WORK TO BE COMPLETED
Pull out every line of the listing below that contains the word "black", and copy each one in full.

(A run of listing)
◆ ◆ ◆ ◆ ◆ ◆ ◆
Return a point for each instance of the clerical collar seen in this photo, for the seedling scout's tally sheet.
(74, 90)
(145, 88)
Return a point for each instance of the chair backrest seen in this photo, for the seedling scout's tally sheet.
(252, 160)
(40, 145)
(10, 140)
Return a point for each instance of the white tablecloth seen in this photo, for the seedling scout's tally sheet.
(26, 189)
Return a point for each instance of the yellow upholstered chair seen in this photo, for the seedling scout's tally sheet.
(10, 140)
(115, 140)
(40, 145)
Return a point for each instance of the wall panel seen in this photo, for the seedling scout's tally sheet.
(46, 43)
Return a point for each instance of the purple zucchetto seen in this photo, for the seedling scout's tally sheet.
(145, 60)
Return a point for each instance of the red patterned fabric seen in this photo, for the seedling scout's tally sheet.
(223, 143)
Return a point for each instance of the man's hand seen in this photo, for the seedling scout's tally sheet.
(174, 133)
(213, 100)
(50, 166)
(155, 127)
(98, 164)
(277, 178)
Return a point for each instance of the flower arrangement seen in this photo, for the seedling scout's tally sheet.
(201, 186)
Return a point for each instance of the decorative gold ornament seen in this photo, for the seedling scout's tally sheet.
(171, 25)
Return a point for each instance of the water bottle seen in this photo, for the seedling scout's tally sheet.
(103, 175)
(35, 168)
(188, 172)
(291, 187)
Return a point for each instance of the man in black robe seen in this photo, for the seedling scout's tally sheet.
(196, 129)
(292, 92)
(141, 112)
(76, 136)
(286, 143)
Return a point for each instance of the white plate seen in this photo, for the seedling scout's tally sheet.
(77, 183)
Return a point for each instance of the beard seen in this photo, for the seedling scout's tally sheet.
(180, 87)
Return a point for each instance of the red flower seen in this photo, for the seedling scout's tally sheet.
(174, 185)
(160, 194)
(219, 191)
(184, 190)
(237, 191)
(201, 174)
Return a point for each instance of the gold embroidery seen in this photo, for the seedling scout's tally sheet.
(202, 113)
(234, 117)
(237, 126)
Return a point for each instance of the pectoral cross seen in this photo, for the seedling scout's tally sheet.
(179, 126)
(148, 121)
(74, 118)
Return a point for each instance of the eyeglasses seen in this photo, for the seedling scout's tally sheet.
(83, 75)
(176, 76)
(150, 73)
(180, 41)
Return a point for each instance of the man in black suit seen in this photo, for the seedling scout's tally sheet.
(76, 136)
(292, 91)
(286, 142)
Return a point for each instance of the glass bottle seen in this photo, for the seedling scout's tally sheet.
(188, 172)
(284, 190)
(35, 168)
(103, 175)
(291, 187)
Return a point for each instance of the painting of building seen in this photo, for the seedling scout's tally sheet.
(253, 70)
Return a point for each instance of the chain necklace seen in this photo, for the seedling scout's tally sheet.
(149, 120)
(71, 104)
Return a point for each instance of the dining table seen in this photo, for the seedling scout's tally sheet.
◆ ◆ ◆ ◆ ◆ ◆ ◆
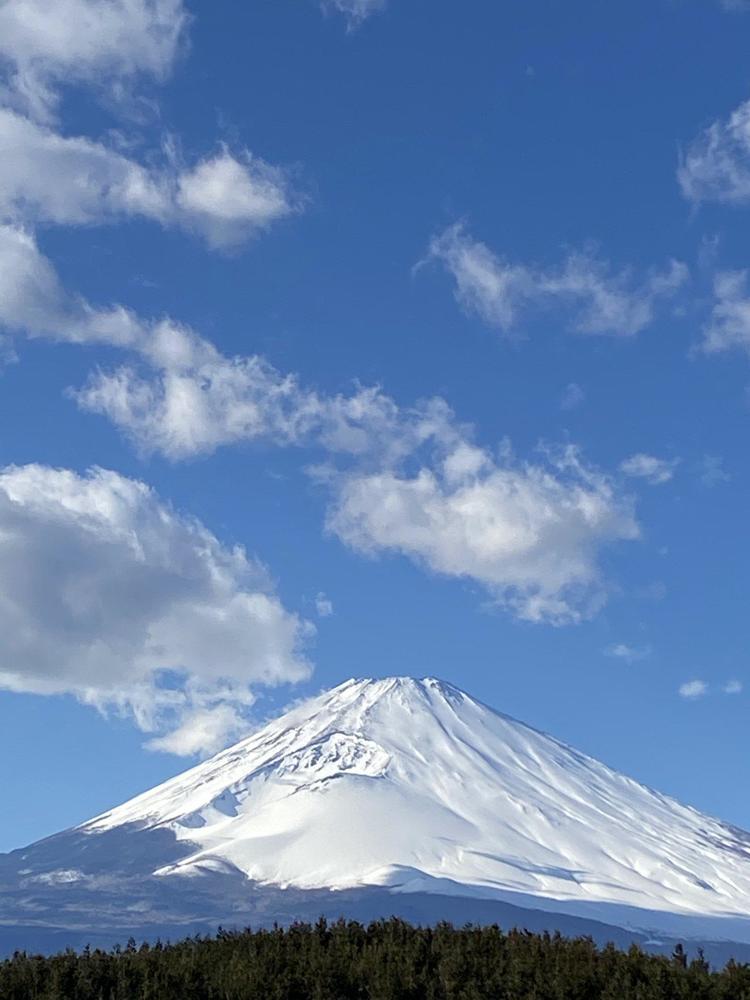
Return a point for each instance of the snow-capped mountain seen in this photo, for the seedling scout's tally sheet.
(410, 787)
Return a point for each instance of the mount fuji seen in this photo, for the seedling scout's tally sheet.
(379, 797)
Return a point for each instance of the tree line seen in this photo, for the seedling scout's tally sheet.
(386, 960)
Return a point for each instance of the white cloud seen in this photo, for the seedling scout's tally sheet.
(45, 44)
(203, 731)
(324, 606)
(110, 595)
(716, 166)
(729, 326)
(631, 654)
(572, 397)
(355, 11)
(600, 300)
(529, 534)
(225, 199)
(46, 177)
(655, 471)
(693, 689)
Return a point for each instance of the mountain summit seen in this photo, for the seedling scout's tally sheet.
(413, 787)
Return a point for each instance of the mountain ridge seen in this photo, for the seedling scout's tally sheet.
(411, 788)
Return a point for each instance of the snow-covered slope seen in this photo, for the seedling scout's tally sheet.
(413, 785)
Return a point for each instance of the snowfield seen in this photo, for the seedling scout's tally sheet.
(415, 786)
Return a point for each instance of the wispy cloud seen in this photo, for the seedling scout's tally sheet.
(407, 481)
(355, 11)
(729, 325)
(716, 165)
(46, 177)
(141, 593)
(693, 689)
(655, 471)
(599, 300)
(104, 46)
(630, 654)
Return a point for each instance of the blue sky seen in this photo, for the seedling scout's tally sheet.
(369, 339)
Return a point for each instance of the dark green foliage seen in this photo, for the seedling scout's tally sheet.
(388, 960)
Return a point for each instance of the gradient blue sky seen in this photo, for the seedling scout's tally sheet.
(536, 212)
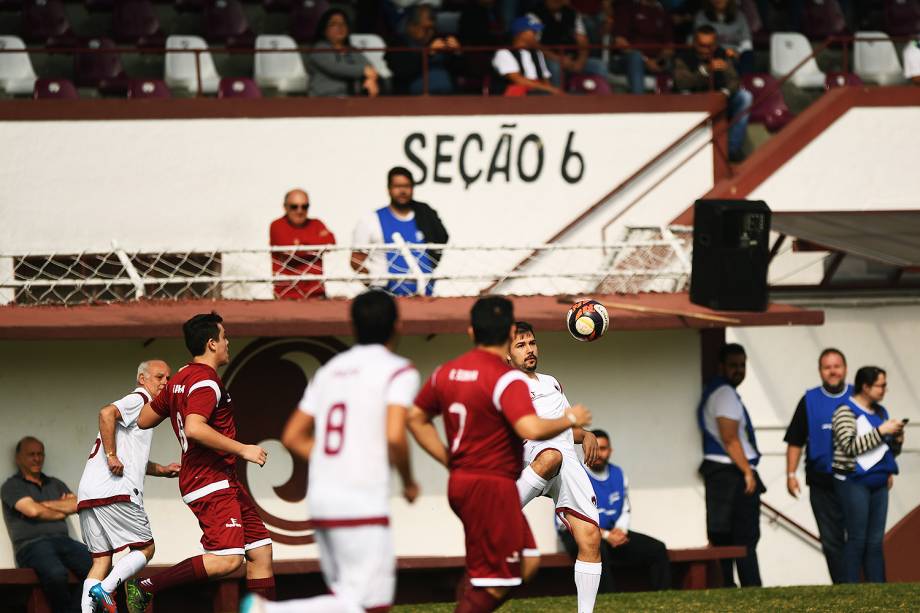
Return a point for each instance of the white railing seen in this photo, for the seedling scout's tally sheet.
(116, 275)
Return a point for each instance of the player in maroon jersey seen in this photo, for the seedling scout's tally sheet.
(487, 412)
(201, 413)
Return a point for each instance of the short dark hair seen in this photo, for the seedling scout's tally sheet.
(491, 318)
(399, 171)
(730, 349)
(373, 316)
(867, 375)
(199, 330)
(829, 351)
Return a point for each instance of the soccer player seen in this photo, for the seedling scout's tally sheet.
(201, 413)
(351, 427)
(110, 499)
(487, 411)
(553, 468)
◆ ◆ ◆ ◆ ◆ ◆ ◆
THE RESULT
Return a point for each instance of the man in black robe seen in this photo, for the seedling scout's tally sheet.
Return a point for each instance of the man in black suit seen in this photo, for the seedling scout's tally sheet.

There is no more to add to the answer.